(Data to examine begins)
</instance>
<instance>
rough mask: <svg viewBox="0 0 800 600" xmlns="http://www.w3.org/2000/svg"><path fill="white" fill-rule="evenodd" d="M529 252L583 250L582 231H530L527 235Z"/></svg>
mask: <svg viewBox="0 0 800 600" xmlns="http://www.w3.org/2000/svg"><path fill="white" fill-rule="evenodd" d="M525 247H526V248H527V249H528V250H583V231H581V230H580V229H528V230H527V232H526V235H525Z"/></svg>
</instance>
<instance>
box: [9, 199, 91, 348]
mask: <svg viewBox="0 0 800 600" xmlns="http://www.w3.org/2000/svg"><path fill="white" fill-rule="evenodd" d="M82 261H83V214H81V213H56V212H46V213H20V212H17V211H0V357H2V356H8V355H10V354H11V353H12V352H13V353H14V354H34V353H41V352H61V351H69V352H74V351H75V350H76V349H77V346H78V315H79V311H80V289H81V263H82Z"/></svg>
(Data to examine ends)
For each line in the data, set it down again exactly.

</instance>
<instance>
rough mask: <svg viewBox="0 0 800 600" xmlns="http://www.w3.org/2000/svg"><path fill="white" fill-rule="evenodd" d="M529 252L583 250L582 231H530L527 235Z"/></svg>
mask: <svg viewBox="0 0 800 600" xmlns="http://www.w3.org/2000/svg"><path fill="white" fill-rule="evenodd" d="M525 247H526V248H527V249H528V250H583V231H581V230H580V229H528V230H527V232H526V235H525Z"/></svg>
</instance>
<instance>
box: [9, 199, 91, 348]
mask: <svg viewBox="0 0 800 600" xmlns="http://www.w3.org/2000/svg"><path fill="white" fill-rule="evenodd" d="M82 261H83V214H81V213H56V212H46V213H20V212H17V211H0V357H2V356H8V355H10V354H11V353H12V352H13V353H14V354H34V353H41V352H61V351H69V352H74V351H75V350H76V349H77V346H78V315H79V311H80V289H81V263H82Z"/></svg>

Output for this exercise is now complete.